### EXTRACTED TEXT ###

There are times where I may have dropped or misplaced something and instead of deploying my super blindy locator skills, I just call out for my sighted wife instead. Independence be damned…

Same thing with the Internet. I can try troubleshooting something on my screen or just call her over to see what the heck is on my screen that’s giving me such fits. It’s often an overlay pop up or something that’s messing with my screen reader.

From: main@jfw.groups.io <main@jfw.groups.io> On Behalf Of Brian Vogel
Sent: Friday, March 5, 2021 3:24 PM
To: main@jfw.groups.io
Subject: Re: Need Microsoft Disability phone number!

 

On Fri, Mar 5, 2021 at 02:30 PM, Marianne Denning wrote:

I was working with someone who worked for another blindness company and the person asked me if I had a sighted person who could help.

-
I want someone to explain why this question is offensive.

###

[REQUIRED WORK]
A. List every header field label that appears in the forwarded message header of the email excerpt.
B. Echo a passage of the email excerpt word for word, beginning with "There are times" and stopping after "my screen reader.".

### DATA SHOWN ###

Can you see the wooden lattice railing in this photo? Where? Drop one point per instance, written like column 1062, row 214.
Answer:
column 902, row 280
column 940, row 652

###

[TASK ANSWERS]
A. From, Sent, To, Subject

B.
There are times where I may have dropped or misplaced something and instead of deploying my super blindy locator skills, I just call out for my sighted wife instead. Independence be damned…

Same thing with the Internet. I can try troubleshooting something on my screen or just call her over to see what the heck is on my screen that’s giving me such fits. It’s often an overlay pop up or something that’s messing with my screen reader.